• [DIRECTIVE 1] Count how many lines in the rows below contain the string "countertop", treating uppercase and lowercase as different, and give only that number.

• [TEXT EXCERPT]
════

What Mindy Kaling and I Both Believe About Confidence

[throws own hands wildly in the air!]

And really, who doesn’t?!

She’s a super talented, hilarious, smart, hard-working, stereotype-busting, multi-talented woman.

I’ve loved her work from her earliest days on The Office but what really sealed the deal for me was when I read an article she wrote in Glamour and I realized that she and I both believe the exact same thing about developing confidence.

To learn more about this, and to discover a tool that can help you nurture confidence in areas of your life where it’s needed, keep reading.

What Mindy Kaling and I both believe about confidence

“Work hard, know your shit, show your shit, and then feel entitled. Listen to no one except the two smartest and kindest adults you know, and that doesn’t always mean your parents.” – Mindy Kaling

A few years back, I came across this terrific article written by Mindy in Glamour.

The whole essay is great (and, predictably, hilarious). In it, Mindy is addressing a young fan of hers who she felt she let down with a canned answer about how to be confident.

Her written response is her re-do, and it’s a strong, honest, and compelling one.

In it, Mindy talks about a concept that I call earned confidence: The idea that we’re not just magically, spontaneously confident, but rather that the state of confidence is earned through hard work and experiences that increasingly teach us we can and should have confidence in ourselves.

And I couldn’t agree with her more.

I agree with Mindy Kaling because confidence, by definition, is a feeling state of certainty, assurance, and faith in someone or something (including yourself).

════

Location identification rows
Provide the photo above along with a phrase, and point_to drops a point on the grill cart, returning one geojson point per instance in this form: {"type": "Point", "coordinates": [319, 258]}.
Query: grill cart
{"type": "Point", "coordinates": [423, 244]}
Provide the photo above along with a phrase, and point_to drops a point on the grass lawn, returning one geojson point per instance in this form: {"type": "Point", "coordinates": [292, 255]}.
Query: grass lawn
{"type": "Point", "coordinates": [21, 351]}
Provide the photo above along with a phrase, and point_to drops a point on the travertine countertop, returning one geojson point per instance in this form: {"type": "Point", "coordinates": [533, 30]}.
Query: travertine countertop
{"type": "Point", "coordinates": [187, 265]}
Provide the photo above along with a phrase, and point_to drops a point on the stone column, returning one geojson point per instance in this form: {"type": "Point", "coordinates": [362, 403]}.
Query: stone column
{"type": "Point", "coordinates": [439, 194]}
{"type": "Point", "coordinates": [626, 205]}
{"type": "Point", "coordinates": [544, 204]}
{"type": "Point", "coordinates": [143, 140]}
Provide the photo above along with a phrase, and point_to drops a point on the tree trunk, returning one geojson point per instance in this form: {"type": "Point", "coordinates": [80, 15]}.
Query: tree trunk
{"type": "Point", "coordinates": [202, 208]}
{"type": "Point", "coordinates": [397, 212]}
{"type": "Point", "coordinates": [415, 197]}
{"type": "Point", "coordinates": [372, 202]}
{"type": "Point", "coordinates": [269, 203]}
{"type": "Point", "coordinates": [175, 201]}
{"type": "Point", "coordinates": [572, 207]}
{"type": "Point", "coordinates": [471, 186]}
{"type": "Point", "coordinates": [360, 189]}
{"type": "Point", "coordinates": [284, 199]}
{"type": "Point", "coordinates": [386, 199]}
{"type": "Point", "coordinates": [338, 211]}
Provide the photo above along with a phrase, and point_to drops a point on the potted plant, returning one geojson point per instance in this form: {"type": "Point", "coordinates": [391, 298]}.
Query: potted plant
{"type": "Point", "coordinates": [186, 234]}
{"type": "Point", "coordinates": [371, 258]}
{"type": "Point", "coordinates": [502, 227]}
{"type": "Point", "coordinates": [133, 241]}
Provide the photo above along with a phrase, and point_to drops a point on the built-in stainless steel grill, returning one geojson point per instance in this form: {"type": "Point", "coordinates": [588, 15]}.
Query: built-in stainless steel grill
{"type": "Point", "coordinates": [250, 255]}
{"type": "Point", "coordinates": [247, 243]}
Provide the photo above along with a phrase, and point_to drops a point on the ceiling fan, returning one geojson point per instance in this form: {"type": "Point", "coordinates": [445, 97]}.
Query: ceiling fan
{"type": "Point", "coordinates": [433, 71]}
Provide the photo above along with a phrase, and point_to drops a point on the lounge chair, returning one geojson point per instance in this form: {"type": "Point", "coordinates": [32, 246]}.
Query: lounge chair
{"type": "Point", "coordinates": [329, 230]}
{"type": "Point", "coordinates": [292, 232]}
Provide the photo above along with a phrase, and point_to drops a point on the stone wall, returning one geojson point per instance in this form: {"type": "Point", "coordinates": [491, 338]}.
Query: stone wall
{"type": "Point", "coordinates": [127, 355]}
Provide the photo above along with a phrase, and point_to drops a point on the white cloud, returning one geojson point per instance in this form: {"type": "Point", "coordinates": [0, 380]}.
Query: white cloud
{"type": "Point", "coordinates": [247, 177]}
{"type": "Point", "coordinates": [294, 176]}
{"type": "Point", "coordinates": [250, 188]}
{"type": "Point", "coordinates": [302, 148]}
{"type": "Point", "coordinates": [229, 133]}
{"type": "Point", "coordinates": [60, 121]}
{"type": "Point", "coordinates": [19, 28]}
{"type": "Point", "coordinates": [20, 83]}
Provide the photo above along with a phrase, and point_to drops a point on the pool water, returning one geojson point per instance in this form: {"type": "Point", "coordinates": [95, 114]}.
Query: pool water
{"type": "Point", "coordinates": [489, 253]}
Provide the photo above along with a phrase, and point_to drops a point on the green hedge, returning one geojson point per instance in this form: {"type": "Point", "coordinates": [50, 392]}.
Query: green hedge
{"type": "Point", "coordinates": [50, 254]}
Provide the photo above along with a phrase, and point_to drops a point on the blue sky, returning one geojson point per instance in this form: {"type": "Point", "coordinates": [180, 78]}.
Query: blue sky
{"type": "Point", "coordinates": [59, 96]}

════

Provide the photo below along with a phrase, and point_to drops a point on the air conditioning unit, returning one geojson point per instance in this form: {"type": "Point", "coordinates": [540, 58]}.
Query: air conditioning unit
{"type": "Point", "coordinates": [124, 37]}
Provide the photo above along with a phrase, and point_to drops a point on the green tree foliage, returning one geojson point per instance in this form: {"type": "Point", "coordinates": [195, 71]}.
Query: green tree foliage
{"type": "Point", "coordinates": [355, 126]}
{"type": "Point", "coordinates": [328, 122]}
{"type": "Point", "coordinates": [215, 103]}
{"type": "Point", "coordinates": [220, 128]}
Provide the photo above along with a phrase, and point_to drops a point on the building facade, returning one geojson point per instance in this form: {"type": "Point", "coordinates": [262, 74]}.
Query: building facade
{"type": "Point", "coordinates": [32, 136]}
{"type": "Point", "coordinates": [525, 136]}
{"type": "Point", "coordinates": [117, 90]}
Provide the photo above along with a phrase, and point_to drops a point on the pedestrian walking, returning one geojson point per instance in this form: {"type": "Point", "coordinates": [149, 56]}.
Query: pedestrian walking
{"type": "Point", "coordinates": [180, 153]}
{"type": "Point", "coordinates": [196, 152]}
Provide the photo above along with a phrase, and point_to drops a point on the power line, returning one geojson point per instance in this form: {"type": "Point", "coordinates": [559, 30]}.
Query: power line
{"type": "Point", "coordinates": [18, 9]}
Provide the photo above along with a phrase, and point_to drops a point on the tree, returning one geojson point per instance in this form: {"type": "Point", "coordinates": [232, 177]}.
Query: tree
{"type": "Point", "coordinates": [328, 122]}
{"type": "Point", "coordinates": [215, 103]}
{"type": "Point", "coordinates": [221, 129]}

════

• [DIRECTIVE 2] Repeat the passage of the essay on confidence above, from "The whole essay" up to and including "to be confident.".

• [FINAL RESULT 1] 2

• [FINAL RESULT 2]
The whole essay is great (and, predictably, hilarious). In it, Mindy is addressing a young fan of hers who she felt she let down with a canned answer about how to be confident.